How many lines of the records below contain the string "lift"? Reply with the number alone.
"""
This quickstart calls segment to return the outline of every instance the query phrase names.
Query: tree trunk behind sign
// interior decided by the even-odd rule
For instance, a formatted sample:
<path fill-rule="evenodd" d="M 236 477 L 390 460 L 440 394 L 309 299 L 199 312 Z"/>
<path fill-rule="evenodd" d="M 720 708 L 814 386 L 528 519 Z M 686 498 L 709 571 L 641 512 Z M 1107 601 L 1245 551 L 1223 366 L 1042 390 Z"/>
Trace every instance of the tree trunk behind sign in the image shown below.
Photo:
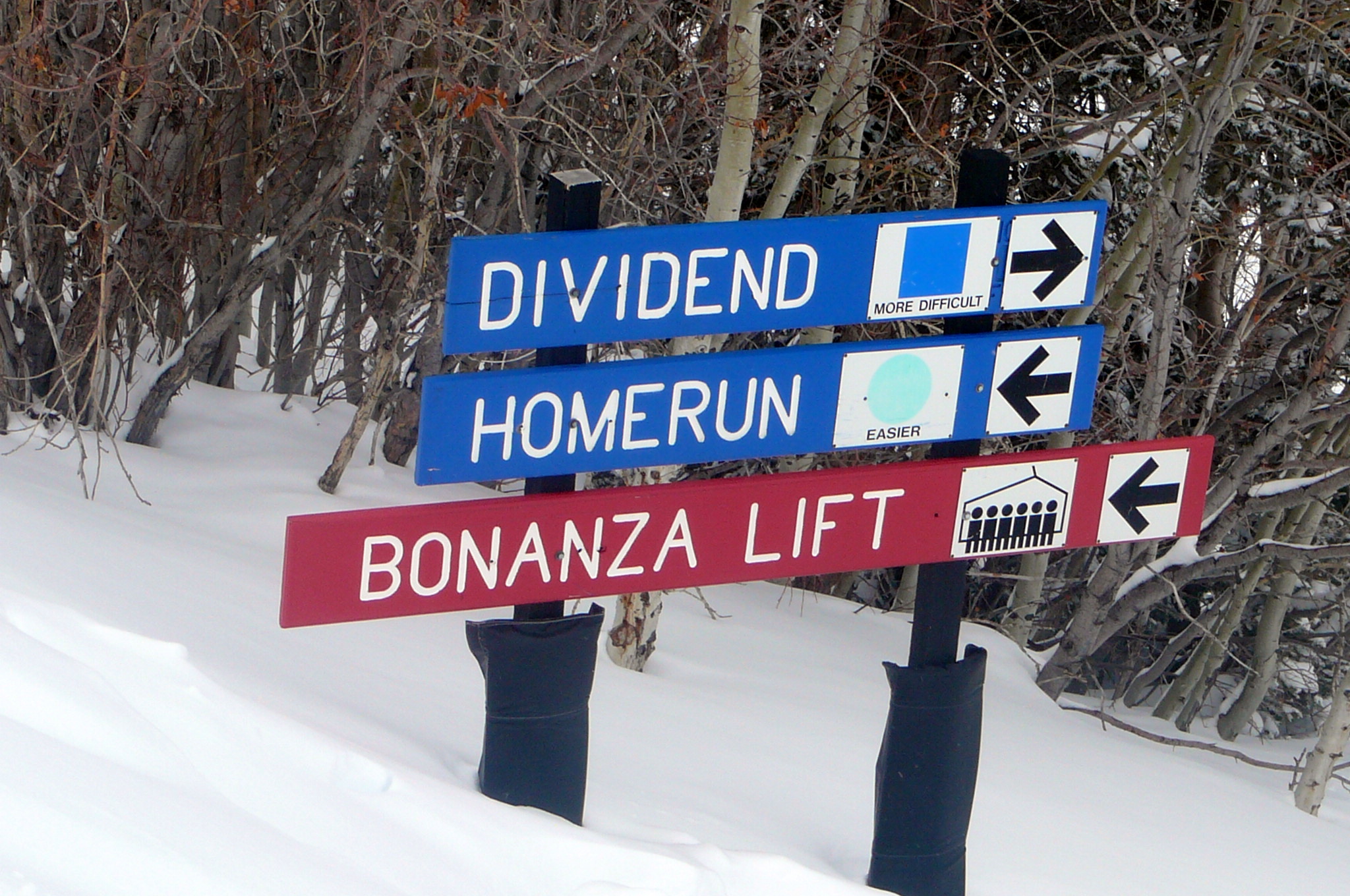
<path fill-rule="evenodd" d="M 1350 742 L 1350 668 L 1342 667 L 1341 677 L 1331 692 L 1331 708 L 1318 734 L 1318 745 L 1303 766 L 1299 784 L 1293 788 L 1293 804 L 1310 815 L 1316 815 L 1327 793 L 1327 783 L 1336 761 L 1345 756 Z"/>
"""
"""
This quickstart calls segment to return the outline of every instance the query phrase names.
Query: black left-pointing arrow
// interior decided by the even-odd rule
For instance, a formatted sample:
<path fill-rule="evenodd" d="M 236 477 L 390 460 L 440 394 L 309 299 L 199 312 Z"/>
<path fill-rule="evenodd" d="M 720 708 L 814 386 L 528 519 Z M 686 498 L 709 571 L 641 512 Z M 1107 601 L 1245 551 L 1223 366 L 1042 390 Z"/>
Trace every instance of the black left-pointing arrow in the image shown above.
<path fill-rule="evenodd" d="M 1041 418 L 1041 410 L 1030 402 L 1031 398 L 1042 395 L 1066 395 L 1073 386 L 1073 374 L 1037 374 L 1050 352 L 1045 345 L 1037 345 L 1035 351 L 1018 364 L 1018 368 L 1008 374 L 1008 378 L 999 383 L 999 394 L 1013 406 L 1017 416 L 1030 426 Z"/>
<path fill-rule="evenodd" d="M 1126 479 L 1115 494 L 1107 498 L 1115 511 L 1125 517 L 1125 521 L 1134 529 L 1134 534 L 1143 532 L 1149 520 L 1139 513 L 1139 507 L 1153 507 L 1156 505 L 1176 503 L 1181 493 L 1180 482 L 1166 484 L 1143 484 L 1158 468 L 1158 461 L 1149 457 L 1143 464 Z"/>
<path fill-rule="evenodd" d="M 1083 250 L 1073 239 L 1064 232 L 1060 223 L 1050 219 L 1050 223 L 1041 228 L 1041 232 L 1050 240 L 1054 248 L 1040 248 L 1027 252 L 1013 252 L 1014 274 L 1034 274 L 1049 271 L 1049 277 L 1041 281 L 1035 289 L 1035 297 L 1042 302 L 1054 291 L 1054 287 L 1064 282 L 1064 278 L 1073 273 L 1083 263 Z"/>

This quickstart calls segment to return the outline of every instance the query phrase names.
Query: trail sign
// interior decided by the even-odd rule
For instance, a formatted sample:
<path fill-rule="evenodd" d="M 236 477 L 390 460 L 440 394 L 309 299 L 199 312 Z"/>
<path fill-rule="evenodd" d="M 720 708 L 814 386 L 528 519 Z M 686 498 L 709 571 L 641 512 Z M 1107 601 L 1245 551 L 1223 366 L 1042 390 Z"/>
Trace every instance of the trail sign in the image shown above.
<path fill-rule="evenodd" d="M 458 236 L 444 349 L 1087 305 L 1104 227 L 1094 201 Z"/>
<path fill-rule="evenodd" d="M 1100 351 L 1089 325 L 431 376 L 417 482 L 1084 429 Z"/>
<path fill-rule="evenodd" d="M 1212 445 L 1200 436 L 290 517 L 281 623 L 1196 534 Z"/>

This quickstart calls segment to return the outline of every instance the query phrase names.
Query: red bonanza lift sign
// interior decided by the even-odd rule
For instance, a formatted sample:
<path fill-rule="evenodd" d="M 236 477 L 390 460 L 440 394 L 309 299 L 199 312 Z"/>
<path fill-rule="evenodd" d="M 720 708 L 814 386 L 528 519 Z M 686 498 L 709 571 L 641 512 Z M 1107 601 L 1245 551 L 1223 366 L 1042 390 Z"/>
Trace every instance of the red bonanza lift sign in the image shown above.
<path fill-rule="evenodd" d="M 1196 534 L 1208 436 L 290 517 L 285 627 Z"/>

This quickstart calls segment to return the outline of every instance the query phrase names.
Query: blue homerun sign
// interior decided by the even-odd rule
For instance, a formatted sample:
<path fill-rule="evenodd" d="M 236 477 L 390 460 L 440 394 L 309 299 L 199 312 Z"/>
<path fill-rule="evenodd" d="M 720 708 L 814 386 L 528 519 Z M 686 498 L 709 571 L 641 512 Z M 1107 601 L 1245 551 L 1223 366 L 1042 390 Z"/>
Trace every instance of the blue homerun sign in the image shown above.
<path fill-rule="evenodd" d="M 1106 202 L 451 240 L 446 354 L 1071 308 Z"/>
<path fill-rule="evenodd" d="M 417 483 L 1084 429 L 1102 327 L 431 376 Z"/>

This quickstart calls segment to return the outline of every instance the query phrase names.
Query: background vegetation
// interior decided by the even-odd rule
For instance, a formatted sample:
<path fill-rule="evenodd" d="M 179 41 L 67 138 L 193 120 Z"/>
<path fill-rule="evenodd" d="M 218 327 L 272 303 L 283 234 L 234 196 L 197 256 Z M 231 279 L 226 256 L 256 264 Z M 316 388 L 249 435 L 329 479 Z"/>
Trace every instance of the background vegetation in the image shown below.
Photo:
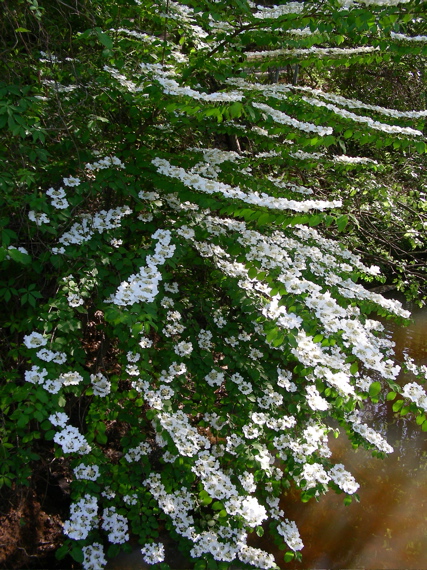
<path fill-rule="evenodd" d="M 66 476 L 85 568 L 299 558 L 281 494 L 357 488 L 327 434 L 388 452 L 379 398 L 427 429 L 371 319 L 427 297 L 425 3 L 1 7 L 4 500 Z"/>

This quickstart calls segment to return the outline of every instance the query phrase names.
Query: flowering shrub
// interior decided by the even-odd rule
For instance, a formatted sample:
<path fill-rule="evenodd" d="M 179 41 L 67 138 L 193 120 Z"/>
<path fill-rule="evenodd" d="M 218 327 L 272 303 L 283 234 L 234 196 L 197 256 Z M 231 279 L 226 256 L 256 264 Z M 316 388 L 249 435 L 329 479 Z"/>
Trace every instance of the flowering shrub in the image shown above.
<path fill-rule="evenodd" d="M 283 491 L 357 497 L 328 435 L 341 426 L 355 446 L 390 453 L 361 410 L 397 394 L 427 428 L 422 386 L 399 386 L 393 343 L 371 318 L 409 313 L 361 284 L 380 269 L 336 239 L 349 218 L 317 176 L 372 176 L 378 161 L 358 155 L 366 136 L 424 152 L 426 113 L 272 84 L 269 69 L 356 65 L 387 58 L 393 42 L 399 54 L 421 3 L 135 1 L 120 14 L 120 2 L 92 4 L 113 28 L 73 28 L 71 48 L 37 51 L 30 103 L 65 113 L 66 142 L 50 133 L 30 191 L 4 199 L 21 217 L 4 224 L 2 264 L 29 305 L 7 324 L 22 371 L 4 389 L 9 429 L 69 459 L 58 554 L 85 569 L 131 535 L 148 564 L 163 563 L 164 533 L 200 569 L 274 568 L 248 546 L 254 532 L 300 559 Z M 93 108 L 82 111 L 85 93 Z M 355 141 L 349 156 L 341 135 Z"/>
"""
- _Written response_
2